Find the string "spot" in the records and copy each line where it occurs.

Dataset items:
----

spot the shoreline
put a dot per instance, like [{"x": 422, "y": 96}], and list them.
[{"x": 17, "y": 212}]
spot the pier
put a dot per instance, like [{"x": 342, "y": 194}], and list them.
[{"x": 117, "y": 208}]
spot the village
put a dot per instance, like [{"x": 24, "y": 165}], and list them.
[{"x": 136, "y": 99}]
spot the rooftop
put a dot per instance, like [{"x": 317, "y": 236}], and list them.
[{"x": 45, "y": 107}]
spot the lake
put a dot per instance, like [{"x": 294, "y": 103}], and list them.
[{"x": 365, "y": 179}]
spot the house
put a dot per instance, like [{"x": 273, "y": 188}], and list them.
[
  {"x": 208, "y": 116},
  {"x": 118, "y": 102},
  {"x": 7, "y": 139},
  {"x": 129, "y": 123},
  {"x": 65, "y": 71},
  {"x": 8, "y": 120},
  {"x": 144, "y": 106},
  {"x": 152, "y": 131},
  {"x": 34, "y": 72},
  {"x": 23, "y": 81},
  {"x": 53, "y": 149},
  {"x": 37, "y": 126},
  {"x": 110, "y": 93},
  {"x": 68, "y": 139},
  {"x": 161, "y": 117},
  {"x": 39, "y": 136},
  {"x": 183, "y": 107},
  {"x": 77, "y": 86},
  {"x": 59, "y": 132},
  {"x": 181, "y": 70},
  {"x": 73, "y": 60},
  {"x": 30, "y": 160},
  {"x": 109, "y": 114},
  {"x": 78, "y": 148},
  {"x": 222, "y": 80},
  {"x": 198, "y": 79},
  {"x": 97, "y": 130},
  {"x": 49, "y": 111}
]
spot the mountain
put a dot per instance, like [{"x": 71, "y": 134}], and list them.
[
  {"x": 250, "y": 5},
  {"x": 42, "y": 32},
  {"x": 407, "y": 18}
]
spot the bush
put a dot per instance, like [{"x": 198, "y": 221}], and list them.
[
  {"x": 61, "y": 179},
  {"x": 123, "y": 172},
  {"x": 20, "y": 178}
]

----

## Finished task
spot the shoreline
spot the pier
spot the village
spot the rooftop
spot the lake
spot the house
spot the mountain
spot the bush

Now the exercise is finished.